▸ **Document segment**
When going through a divorce, you need to use social media very cautiously. In fact, you should assume that every tweet or status update could be used by your spouse against you. Even if you are no longer “friends” with your spouse on Facebook, “followed” by them on Twitter or “connected” to them on LinkedIn, it may still be possible for your spouse to see the information that you post. Even with your privacy settings at the highest level, the information posted may make its way back to your spouse one way or another. Mutual friends, acquaintances or family might be able to access your posts. In addition, the confusing privacy settings on sites like Facebook could lead to your information going beyond the friends you intended. For example, on Facebook, if a friend “likes,” “comments” or “shares” your status, then that person’s friends can often see the status as well.

If you do use social media and are in the midst of a divorce, then you should consider the following:

· If the thought is not too difficult, consider deleting your social media profiles. It may seem like a drastic step, but the difficulty of “rebuilding” your social network is likely much less than the cost of your spouse finding unfortunate information on your social network page or finding emotionally damaging information about your spouse’s life.

· If you cannot bring yourself to delete your social media accounts, then you should at least think twice about posting anything. While you may initially think that it is okay to post a picture of yourself giving a toast at your friend’s wedding, your spouse may argue that it is an example of heavy drinking in front of your children. Such evidence could be used by your spouse to hurt your case for custody, regardless of the truth.

(Point labeling examples)
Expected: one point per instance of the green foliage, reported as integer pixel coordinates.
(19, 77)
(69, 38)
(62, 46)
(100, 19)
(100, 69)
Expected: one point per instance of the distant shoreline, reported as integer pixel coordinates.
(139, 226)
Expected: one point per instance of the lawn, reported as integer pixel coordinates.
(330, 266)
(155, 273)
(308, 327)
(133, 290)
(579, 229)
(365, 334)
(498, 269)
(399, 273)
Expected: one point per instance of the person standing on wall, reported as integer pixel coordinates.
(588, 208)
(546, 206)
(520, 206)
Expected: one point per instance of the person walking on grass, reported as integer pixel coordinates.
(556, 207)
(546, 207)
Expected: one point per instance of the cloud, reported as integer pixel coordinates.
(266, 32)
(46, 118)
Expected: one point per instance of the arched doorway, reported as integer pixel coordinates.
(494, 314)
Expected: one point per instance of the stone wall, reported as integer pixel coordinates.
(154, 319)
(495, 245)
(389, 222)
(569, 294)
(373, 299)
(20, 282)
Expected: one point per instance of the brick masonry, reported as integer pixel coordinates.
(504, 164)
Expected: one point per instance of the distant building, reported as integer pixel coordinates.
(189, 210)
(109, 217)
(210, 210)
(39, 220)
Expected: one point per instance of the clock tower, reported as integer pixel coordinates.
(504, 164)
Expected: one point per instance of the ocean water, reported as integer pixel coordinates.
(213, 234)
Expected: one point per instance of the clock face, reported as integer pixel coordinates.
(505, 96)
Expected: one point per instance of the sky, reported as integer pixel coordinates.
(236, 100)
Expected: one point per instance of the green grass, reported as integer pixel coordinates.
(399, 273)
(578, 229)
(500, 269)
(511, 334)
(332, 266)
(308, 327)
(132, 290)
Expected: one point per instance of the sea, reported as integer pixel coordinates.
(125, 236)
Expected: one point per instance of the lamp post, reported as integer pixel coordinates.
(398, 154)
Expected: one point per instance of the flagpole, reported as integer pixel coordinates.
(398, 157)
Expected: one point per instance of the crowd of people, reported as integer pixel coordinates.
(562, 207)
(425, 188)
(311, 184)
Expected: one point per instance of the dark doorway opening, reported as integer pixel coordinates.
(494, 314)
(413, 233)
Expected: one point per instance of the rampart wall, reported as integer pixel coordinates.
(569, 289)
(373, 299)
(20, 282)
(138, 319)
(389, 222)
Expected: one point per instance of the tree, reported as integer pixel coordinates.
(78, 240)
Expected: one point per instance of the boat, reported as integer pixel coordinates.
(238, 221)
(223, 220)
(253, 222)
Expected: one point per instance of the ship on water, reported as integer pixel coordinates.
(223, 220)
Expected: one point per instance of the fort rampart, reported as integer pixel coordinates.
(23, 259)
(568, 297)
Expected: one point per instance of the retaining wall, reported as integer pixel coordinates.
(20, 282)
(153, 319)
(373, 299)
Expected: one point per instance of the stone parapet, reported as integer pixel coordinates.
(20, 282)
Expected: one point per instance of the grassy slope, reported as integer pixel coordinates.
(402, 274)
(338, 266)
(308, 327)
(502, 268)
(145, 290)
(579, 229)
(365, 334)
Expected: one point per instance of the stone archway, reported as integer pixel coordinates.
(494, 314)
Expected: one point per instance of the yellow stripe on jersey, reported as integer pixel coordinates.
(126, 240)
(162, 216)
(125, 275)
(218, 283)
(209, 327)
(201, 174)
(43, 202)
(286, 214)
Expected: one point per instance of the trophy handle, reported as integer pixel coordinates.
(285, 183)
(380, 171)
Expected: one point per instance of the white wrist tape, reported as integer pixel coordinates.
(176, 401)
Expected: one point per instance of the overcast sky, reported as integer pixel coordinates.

▸ **Challenge 1**
Name every social media site mentioned in the passage on social media use during divorce.
▸ **Challenge 2**
Extend the passage on social media use during divorce, picking up right after its final sentence.
These lines have no connection to the passage on social media use during divorce.

▸ **Output 1**
Facebook, Twitter, LinkedIn

▸ **Output 2**
· Go through your friends and followers on all of your social media accounts, carefully considering which connections to keep. You should probably remove access to anyone who you think might share your information with your spouse. It is important to remember that our spouse can subpoena anyone to testify in your divorce or custody proceedings.

· Be careful about changing privacy settings. Facebook, in particular, has a habit of changing privacy settings that could allow your information to become more widely available. Constantly checking your privacy settings can help to prevent any unintentional sharing of information.

· Never, ever, ever share conversations that you had with your attorney. Sharing your attorney’s legal advice could waive the attorney-client privilege, which could allow your private communications with your attorney to be used against you.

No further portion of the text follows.